• WHAT TO WORK ON: Say how many lines of the records include the string "woman". Nothing else belongs in the answer.

================

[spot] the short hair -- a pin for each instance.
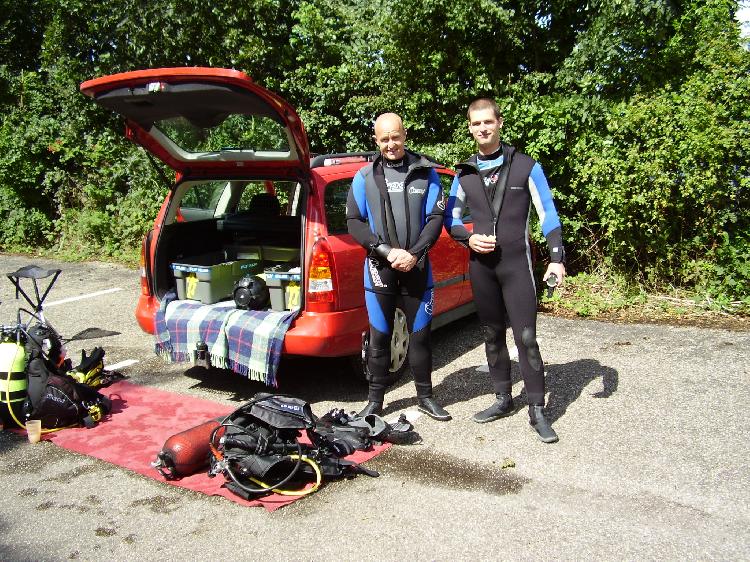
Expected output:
(484, 103)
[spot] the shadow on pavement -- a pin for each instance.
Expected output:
(565, 383)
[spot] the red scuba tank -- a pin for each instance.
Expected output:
(187, 452)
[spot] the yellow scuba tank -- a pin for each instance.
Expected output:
(13, 382)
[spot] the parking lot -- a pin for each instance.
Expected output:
(651, 463)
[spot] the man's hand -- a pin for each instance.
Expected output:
(482, 243)
(556, 268)
(401, 260)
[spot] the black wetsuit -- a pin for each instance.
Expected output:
(397, 205)
(499, 190)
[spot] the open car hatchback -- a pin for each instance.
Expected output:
(248, 198)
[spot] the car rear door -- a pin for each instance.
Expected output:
(207, 121)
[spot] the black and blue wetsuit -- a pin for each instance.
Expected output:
(397, 205)
(499, 189)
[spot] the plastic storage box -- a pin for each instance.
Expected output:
(283, 282)
(209, 278)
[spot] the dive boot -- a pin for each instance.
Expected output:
(372, 408)
(541, 425)
(502, 407)
(433, 409)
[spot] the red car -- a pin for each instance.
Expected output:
(245, 181)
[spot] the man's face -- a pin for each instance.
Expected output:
(390, 136)
(485, 128)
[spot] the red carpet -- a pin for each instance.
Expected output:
(142, 420)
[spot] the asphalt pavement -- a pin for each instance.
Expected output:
(651, 463)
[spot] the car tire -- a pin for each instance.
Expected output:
(399, 351)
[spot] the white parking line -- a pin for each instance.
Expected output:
(411, 415)
(81, 297)
(122, 364)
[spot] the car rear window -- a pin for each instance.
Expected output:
(335, 203)
(240, 133)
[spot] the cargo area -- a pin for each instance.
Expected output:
(225, 230)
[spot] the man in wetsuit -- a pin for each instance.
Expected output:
(395, 210)
(499, 185)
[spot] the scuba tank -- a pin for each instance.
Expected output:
(13, 383)
(187, 452)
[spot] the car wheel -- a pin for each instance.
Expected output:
(399, 351)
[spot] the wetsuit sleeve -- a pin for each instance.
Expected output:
(454, 211)
(544, 204)
(357, 219)
(433, 217)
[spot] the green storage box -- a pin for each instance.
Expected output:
(283, 282)
(210, 278)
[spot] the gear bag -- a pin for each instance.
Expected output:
(56, 398)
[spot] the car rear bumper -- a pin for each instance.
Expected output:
(317, 334)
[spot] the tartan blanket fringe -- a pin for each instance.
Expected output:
(247, 342)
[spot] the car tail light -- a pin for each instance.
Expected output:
(145, 289)
(320, 290)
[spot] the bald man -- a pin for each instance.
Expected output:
(395, 211)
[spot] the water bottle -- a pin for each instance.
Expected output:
(551, 284)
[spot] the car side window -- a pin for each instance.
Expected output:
(335, 204)
(446, 181)
(200, 200)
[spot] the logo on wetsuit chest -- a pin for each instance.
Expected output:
(489, 180)
(395, 186)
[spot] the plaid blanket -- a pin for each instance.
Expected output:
(246, 341)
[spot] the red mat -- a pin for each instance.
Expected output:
(142, 420)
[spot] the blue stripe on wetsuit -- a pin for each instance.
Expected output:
(541, 195)
(375, 313)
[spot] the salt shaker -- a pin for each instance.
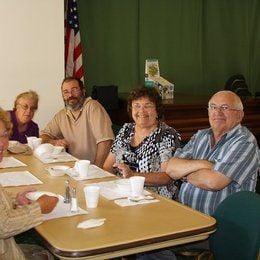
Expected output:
(67, 197)
(74, 201)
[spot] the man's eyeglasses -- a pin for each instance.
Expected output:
(145, 107)
(26, 107)
(74, 91)
(222, 108)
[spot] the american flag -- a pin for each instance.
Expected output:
(73, 50)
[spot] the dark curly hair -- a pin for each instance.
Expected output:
(68, 79)
(151, 93)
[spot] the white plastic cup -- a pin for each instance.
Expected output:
(137, 185)
(91, 196)
(82, 168)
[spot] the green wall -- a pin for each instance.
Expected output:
(199, 43)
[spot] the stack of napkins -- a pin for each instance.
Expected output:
(128, 202)
(90, 223)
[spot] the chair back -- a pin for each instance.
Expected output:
(238, 227)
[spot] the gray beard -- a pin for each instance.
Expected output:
(77, 106)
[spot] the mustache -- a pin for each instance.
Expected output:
(72, 98)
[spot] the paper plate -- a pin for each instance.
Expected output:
(57, 170)
(123, 185)
(34, 195)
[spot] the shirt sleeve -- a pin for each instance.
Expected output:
(53, 128)
(186, 152)
(100, 122)
(239, 161)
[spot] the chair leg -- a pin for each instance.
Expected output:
(205, 253)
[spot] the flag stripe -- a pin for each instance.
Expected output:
(73, 49)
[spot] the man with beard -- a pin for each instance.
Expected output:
(83, 126)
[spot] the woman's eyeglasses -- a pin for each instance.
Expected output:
(26, 107)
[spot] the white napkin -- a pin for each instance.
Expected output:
(127, 202)
(90, 223)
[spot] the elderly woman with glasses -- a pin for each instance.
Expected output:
(143, 147)
(25, 106)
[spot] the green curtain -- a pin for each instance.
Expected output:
(199, 43)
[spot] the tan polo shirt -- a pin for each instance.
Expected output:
(84, 133)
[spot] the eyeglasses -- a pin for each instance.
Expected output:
(222, 108)
(145, 107)
(74, 91)
(26, 107)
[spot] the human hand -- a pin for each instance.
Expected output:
(47, 203)
(21, 197)
(124, 169)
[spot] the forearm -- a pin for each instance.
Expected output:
(178, 167)
(208, 179)
(155, 178)
(103, 149)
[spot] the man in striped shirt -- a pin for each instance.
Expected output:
(217, 161)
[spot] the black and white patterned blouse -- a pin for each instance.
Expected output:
(155, 149)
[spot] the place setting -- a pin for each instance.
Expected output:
(84, 170)
(62, 209)
(48, 153)
(126, 192)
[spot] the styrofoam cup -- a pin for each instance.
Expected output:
(91, 196)
(82, 167)
(137, 185)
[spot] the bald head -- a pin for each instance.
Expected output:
(233, 98)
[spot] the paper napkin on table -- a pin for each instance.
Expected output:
(90, 223)
(127, 202)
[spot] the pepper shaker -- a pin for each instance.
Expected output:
(67, 197)
(74, 201)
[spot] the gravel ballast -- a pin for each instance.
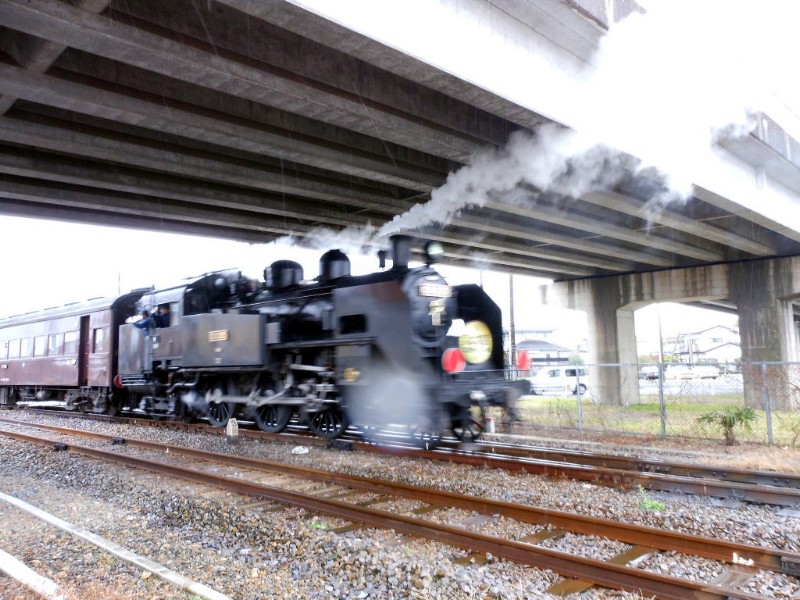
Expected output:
(287, 553)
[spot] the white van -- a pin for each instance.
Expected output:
(558, 380)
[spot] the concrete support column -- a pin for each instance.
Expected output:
(763, 292)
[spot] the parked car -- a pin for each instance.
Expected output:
(649, 373)
(687, 372)
(556, 380)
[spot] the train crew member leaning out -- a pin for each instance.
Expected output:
(161, 318)
(145, 322)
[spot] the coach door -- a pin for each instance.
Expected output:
(85, 349)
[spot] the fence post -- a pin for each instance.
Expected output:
(767, 403)
(662, 407)
(579, 396)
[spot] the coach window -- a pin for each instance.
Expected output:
(71, 342)
(40, 345)
(352, 324)
(55, 344)
(174, 313)
(98, 340)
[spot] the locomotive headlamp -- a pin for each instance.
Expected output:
(434, 252)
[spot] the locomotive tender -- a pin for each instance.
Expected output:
(373, 350)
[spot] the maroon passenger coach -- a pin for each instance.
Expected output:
(65, 356)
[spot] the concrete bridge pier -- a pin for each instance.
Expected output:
(612, 337)
(764, 292)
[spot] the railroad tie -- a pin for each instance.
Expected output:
(734, 576)
(565, 587)
(536, 538)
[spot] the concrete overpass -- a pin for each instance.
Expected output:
(254, 119)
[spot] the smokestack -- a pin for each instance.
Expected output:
(401, 251)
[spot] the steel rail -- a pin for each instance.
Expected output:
(595, 571)
(773, 559)
(761, 493)
(749, 476)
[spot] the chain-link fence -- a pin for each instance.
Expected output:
(750, 402)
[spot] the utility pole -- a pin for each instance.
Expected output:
(511, 331)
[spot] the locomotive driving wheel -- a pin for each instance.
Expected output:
(427, 432)
(329, 422)
(466, 427)
(273, 418)
(219, 413)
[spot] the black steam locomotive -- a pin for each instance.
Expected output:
(396, 347)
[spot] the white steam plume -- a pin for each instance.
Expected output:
(663, 87)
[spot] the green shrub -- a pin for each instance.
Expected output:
(727, 419)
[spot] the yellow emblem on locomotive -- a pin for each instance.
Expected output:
(476, 342)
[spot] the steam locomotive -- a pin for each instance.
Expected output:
(395, 347)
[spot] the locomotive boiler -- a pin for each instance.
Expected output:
(375, 350)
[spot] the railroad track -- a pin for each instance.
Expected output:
(355, 499)
(763, 487)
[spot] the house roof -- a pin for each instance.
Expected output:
(541, 346)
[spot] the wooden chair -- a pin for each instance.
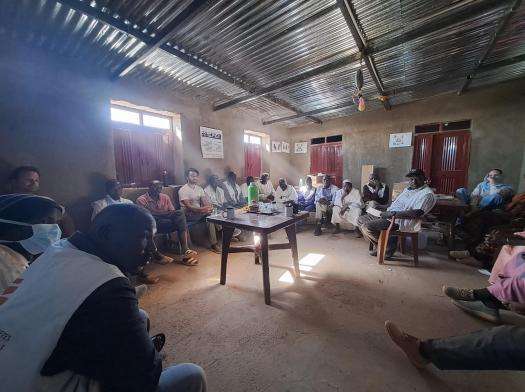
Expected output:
(401, 236)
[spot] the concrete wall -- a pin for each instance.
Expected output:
(498, 134)
(55, 115)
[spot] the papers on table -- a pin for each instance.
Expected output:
(373, 211)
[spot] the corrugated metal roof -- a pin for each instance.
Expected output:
(254, 44)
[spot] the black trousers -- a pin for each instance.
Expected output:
(500, 348)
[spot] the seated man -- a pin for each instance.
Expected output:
(197, 207)
(28, 226)
(168, 221)
(324, 201)
(489, 194)
(113, 196)
(233, 192)
(26, 180)
(95, 337)
(500, 348)
(307, 198)
(266, 191)
(408, 208)
(215, 194)
(347, 209)
(285, 193)
(375, 193)
(244, 187)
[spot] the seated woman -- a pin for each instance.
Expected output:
(28, 226)
(348, 207)
(507, 289)
(306, 198)
(489, 194)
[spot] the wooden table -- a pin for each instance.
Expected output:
(262, 225)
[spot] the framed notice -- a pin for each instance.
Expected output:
(301, 147)
(211, 143)
(400, 140)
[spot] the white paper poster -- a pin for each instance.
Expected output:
(400, 140)
(211, 143)
(301, 147)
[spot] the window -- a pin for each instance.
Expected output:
(145, 119)
(144, 145)
(252, 139)
(156, 121)
(126, 116)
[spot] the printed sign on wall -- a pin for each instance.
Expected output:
(400, 140)
(301, 147)
(276, 146)
(211, 143)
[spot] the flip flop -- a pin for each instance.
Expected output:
(189, 261)
(158, 341)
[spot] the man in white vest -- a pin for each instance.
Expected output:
(72, 322)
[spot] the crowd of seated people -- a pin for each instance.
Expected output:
(71, 348)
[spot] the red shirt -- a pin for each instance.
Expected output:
(160, 206)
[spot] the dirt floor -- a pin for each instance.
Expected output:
(323, 332)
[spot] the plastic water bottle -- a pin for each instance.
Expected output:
(253, 193)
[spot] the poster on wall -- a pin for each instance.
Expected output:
(276, 146)
(400, 140)
(211, 143)
(301, 147)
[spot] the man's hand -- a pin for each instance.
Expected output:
(387, 214)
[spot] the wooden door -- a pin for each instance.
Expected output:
(450, 161)
(252, 160)
(444, 157)
(422, 157)
(327, 158)
(141, 156)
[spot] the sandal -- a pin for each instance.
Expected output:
(189, 261)
(158, 341)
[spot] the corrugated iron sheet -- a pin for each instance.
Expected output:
(264, 42)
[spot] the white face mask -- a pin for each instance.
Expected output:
(44, 235)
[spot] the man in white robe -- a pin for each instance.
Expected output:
(348, 206)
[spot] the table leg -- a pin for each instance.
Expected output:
(292, 238)
(266, 268)
(227, 233)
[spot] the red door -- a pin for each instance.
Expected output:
(327, 158)
(252, 160)
(444, 157)
(450, 161)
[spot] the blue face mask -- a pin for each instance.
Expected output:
(44, 235)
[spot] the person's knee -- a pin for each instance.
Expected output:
(145, 318)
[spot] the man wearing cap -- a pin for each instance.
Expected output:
(324, 201)
(347, 209)
(408, 208)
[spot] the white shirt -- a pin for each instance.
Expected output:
(230, 192)
(193, 193)
(413, 199)
(215, 197)
(99, 205)
(12, 265)
(289, 194)
(353, 199)
(265, 190)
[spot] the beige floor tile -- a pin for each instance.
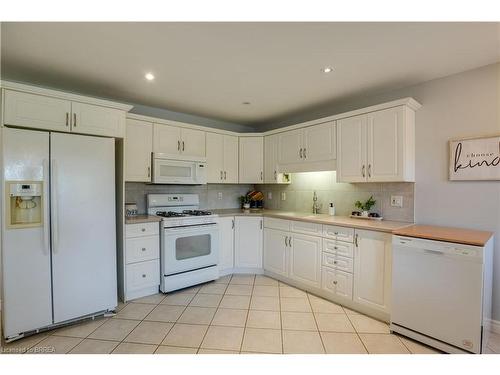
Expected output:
(265, 303)
(135, 311)
(289, 291)
(55, 345)
(178, 299)
(165, 313)
(197, 315)
(175, 350)
(90, 346)
(206, 300)
(223, 280)
(185, 335)
(131, 348)
(265, 280)
(333, 322)
(81, 330)
(235, 302)
(213, 288)
(239, 290)
(365, 324)
(323, 306)
(298, 321)
(114, 329)
(295, 304)
(230, 317)
(242, 279)
(342, 343)
(265, 291)
(154, 299)
(217, 351)
(262, 340)
(263, 319)
(302, 342)
(149, 333)
(225, 338)
(383, 344)
(418, 348)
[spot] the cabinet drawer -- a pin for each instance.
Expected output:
(140, 230)
(344, 249)
(338, 262)
(143, 275)
(337, 282)
(279, 224)
(139, 249)
(338, 233)
(306, 228)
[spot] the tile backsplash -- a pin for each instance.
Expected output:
(299, 194)
(209, 194)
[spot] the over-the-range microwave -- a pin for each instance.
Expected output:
(185, 172)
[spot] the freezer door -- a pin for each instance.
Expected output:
(83, 225)
(26, 251)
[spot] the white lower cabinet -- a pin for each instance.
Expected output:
(248, 238)
(372, 269)
(226, 255)
(305, 259)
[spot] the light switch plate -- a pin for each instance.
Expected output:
(396, 200)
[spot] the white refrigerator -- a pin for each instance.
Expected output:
(64, 267)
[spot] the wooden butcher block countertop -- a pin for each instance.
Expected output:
(455, 235)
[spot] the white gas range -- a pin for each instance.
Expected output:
(189, 242)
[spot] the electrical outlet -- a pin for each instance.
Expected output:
(396, 200)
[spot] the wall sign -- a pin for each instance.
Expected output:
(475, 159)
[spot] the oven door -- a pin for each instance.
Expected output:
(190, 248)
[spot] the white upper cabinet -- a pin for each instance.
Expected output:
(222, 158)
(251, 160)
(372, 269)
(138, 148)
(377, 147)
(50, 113)
(96, 120)
(179, 143)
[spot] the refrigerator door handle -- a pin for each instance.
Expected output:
(54, 208)
(46, 221)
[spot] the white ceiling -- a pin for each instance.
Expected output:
(209, 69)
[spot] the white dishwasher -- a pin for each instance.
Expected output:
(438, 293)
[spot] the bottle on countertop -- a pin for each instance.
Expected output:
(331, 209)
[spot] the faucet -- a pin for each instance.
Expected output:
(316, 206)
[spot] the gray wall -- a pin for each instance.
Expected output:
(461, 105)
(299, 194)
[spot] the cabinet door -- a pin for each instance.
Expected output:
(385, 145)
(251, 163)
(351, 156)
(215, 158)
(320, 142)
(275, 251)
(226, 230)
(138, 147)
(305, 260)
(372, 269)
(97, 120)
(230, 159)
(289, 147)
(248, 242)
(193, 143)
(167, 139)
(36, 111)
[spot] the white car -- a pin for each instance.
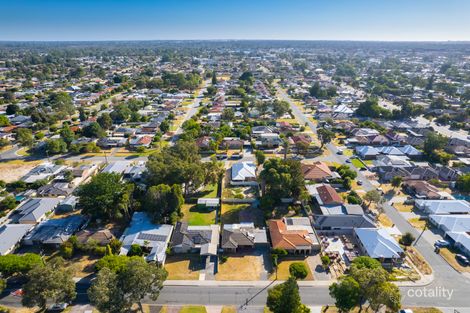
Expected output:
(441, 243)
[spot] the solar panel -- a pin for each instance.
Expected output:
(151, 237)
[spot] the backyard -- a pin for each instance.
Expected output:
(183, 267)
(283, 269)
(246, 267)
(198, 215)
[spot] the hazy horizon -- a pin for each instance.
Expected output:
(314, 20)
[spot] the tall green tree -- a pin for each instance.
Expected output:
(347, 294)
(117, 292)
(24, 137)
(49, 283)
(105, 121)
(178, 164)
(325, 136)
(285, 298)
(61, 103)
(106, 197)
(164, 202)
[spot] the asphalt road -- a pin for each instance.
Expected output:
(449, 288)
(445, 277)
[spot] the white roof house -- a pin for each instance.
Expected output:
(36, 209)
(209, 202)
(11, 235)
(343, 109)
(378, 243)
(42, 171)
(118, 167)
(451, 223)
(443, 206)
(243, 171)
(367, 151)
(144, 233)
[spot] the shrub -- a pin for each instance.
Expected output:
(99, 250)
(135, 250)
(325, 260)
(66, 250)
(298, 270)
(115, 245)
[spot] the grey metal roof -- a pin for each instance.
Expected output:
(11, 234)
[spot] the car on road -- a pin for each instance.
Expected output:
(462, 259)
(441, 243)
(57, 307)
(221, 156)
(17, 293)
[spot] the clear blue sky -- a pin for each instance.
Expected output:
(421, 20)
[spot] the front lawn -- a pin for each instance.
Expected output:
(403, 207)
(193, 309)
(357, 163)
(198, 215)
(449, 256)
(417, 222)
(283, 269)
(183, 267)
(231, 212)
(246, 267)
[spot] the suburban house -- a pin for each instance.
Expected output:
(55, 231)
(36, 210)
(210, 203)
(325, 195)
(118, 167)
(342, 218)
(102, 236)
(269, 140)
(237, 237)
(147, 235)
(195, 239)
(380, 245)
(317, 172)
(456, 228)
(43, 171)
(423, 190)
(243, 173)
(293, 234)
(11, 235)
(68, 204)
(443, 206)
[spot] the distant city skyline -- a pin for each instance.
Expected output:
(368, 20)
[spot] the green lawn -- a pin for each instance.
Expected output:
(196, 215)
(230, 212)
(357, 163)
(348, 152)
(210, 191)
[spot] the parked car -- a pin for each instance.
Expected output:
(441, 243)
(462, 259)
(57, 307)
(17, 293)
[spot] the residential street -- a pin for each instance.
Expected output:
(444, 275)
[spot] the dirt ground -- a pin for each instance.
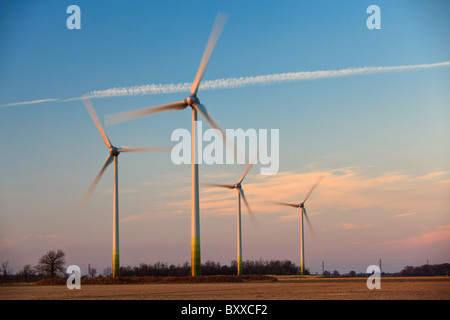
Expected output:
(286, 288)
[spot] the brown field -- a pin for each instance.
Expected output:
(286, 288)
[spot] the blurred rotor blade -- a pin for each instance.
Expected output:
(250, 212)
(90, 108)
(144, 149)
(248, 169)
(115, 118)
(309, 223)
(214, 36)
(93, 185)
(229, 186)
(286, 204)
(312, 189)
(207, 116)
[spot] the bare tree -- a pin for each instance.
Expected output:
(6, 270)
(92, 272)
(27, 272)
(51, 264)
(107, 272)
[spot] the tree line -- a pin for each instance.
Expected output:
(52, 265)
(426, 270)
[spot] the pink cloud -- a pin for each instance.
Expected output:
(441, 233)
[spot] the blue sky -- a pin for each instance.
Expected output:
(380, 132)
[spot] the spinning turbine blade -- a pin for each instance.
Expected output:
(250, 212)
(248, 169)
(286, 204)
(229, 186)
(312, 189)
(143, 149)
(90, 108)
(214, 36)
(207, 116)
(115, 118)
(309, 223)
(93, 185)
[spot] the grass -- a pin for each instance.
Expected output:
(145, 280)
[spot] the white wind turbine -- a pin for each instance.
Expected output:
(112, 157)
(301, 205)
(240, 191)
(193, 102)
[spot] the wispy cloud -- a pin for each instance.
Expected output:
(350, 189)
(27, 102)
(226, 83)
(441, 233)
(256, 80)
(405, 214)
(350, 226)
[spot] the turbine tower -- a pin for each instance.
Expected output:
(240, 191)
(112, 157)
(301, 205)
(193, 102)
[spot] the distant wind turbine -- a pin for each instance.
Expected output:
(240, 190)
(112, 157)
(301, 205)
(193, 102)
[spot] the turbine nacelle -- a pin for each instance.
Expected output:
(113, 151)
(192, 101)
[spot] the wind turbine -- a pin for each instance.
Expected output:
(240, 191)
(112, 157)
(193, 102)
(301, 205)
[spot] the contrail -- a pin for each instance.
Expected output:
(255, 80)
(27, 102)
(150, 89)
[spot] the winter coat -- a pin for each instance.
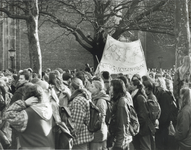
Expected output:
(100, 101)
(120, 123)
(183, 127)
(164, 99)
(26, 118)
(139, 101)
(80, 113)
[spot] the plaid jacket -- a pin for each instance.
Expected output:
(80, 112)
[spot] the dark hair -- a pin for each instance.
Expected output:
(137, 83)
(33, 90)
(125, 80)
(148, 84)
(66, 76)
(81, 75)
(119, 89)
(54, 80)
(136, 76)
(26, 74)
(140, 86)
(2, 91)
(105, 75)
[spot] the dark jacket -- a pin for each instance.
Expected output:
(120, 123)
(164, 99)
(146, 127)
(183, 128)
(39, 126)
(19, 93)
(100, 101)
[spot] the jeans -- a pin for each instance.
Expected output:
(81, 146)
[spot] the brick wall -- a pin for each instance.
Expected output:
(57, 51)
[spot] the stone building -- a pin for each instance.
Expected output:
(64, 52)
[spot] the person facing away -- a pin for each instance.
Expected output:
(80, 114)
(99, 98)
(33, 119)
(183, 127)
(119, 126)
(144, 139)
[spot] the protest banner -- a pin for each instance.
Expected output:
(122, 57)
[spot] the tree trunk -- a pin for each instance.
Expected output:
(182, 31)
(34, 45)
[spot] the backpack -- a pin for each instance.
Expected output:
(134, 126)
(153, 109)
(95, 118)
(108, 112)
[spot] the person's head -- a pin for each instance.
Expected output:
(185, 95)
(117, 89)
(81, 75)
(55, 81)
(160, 82)
(76, 84)
(148, 86)
(136, 84)
(66, 76)
(1, 74)
(105, 75)
(125, 80)
(24, 76)
(34, 90)
(169, 85)
(136, 77)
(95, 87)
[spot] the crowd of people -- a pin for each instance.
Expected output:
(30, 110)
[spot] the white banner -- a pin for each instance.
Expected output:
(122, 57)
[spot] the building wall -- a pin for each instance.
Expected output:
(57, 51)
(64, 52)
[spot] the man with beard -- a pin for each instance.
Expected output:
(23, 81)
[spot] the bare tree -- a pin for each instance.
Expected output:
(183, 46)
(109, 17)
(27, 10)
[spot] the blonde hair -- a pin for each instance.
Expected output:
(186, 99)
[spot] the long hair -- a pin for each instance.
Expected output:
(119, 89)
(186, 96)
(140, 86)
(54, 80)
(2, 91)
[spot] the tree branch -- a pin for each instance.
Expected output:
(13, 16)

================

• YOUR RESPONSE: 3